Dans un avis adopté le 28 avril, la Commission nationale consultative des droits de l'homme (CNCDH) alerte sur l’urgence de permettre un retour à un fonctionnement normal de l’ensemble des institutions judiciaires.
Elle y exprime également son souhait de ne pas faire de l’état d’urgence sanitaire le droit commun procédural, ce dont de nombreux professionnels du droit s'inquiètent.
Explications.
Particulièrement sensible aux dangers que toute loi d’exception fait courir aux droits et libertés fondamentaux, la CNCDH s’inquiète de ce que les ordonnances du 25 mars 2020 relatives à la justice mettent en place une justice en mode dégradé qui aujourd’hui ne remplit plus la plupart de ses missions.
Dans son avis publié au JORF le 3 mai, elle relève une série d'atteintes à la continuité du service public de la justice.
La restriction de l’accès au juge aux contentieux dits "essentiels"
La CNCDH s’est ainsi interrogée sur la concentration des activités sur les contentieux dits
« essentiels » et sur les moyens donnés aux juridictions pour maintenir la continuité de l’accès à la justice sur le territoire national.
Le confinement a en effet suspendu une partie de l’activité judiciaire et, loin d’être réservées aux urgences, les modifications de procédure introduites par les ordonnances du 25 mars 2020 sont applicables dans tout le champ du droit civil, pénal et administratif, qui peut désormais être traité par écrit, sans audience et parfois même sans contradictoire.
Dans ce contexte, la CNCDH a émis les plus expresses réserves sur le maintien de telles règles hors les cas d’urgence, dans la stricte mesure de leur nécessité et proportionnalité, y compris pendant le confinement.

────────────────────────────────────────

- [Consigne 1] Les affirmations suivantes sont-elles conformes au texte sur l'avis de la CNCDH ? (a) L'avis a été adopté le 28 avril. (b) Les modifications de procédure introduites par les ordonnances du 25 mars 2020 sont réservées aux urgences. (c) L'avis a été publié au JORF le 3 mai. Répondez par oui ou non à chacune et citez à l'identique les mots du texte qui tranchent.
- [Consigne 2] D'après le texte sur l'avis de la CNCDH, dans quels champs du droit les modifications de procédure des ordonnances du 25 mars 2020 s'appliquent-elles ?
- [Consigne 3] Transcrivez fidèlement le passage du texte sur l'avis de la CNCDH qui commence par « Le confinement a » et se poursuit jusqu'à « pendant le confinement. ».

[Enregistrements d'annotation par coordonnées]

────────────────────────────────────────

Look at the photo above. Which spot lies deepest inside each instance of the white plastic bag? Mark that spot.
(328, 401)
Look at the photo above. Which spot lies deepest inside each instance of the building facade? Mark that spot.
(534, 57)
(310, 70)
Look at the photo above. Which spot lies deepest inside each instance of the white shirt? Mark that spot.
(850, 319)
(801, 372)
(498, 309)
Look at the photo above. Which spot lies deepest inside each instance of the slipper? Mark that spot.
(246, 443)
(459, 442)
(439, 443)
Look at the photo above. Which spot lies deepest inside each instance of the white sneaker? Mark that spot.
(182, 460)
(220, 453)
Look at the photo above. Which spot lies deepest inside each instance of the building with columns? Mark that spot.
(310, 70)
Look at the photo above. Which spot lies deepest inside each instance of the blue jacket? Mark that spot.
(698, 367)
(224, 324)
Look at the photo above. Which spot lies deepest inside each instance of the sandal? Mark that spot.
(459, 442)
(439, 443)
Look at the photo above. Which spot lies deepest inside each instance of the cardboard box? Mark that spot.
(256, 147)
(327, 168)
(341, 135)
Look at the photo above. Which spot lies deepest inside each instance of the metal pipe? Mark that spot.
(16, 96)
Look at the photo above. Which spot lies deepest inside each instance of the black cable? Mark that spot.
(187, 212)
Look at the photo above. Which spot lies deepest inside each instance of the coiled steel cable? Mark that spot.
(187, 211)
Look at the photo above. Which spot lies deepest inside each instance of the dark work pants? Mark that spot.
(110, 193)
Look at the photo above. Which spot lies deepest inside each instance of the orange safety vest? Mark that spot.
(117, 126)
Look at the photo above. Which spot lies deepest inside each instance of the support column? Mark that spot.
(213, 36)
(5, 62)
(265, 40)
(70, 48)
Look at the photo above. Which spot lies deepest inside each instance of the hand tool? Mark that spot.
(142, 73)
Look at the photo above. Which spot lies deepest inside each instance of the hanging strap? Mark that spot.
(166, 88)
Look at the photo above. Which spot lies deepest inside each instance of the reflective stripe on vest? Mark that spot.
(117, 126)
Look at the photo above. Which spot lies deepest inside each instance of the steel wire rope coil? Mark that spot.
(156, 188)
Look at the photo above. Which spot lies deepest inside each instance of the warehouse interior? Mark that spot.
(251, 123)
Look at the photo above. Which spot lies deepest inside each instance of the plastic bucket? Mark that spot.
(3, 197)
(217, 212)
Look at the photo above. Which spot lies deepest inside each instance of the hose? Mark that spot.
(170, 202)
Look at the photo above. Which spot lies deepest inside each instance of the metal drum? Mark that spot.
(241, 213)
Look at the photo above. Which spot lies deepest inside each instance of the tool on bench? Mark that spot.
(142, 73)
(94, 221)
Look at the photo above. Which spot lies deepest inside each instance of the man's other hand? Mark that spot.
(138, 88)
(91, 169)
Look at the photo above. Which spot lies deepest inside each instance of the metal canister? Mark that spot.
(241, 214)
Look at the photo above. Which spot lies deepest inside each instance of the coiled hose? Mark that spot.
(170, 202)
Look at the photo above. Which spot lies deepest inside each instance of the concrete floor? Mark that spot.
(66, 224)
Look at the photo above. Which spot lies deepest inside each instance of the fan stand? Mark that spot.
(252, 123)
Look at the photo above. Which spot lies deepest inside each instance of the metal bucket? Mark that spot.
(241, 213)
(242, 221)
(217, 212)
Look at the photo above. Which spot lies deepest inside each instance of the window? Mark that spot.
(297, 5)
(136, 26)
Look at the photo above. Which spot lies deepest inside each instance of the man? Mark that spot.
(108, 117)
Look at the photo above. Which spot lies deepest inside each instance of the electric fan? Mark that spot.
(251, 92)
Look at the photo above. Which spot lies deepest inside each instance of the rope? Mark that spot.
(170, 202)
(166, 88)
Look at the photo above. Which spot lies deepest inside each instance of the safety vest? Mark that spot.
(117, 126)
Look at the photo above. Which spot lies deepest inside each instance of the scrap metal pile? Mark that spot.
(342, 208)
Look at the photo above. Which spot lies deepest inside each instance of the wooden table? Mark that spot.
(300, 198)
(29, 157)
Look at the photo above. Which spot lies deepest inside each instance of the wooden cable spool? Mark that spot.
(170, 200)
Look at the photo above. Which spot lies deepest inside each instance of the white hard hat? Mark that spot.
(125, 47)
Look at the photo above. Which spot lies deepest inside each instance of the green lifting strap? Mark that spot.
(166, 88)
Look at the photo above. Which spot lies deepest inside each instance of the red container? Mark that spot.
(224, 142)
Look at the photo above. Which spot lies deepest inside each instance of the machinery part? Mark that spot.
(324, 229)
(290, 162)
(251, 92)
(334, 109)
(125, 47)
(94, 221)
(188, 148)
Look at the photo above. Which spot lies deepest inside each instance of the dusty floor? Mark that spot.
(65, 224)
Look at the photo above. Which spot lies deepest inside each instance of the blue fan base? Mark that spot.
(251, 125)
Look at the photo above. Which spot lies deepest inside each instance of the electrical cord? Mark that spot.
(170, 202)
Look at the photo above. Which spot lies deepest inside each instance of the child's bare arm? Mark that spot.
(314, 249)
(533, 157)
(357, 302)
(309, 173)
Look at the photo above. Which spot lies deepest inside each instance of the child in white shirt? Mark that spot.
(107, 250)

────────────────────────────────────────

- [Réponse 1]
(a) Oui : « Dans un avis adopté le 28 avril ».
(b) Non : « loin d’être réservées aux urgences ».
(c) Oui : « Dans son avis publié au JORF le 3 mai ».

- [Réponse 2] Elles s'appliquent dans tout le champ du droit civil, pénal et administratif.

- [Réponse 3]
Le confinement a en effet suspendu une partie de l’activité judiciaire et, loin d’être réservées aux urgences, les modifications de procédure introduites par les ordonnances du 25 mars 2020 sont applicables dans tout le champ du droit civil, pénal et administratif, qui peut désormais être traité par écrit, sans audience et parfois même sans contradictoire.
Dans ce contexte, la CNCDH a émis les plus expresses réserves sur le maintien de telles règles hors les cas d’urgence, dans la stricte mesure de leur nécessité et proportionnalité, y compris pendant le confinement.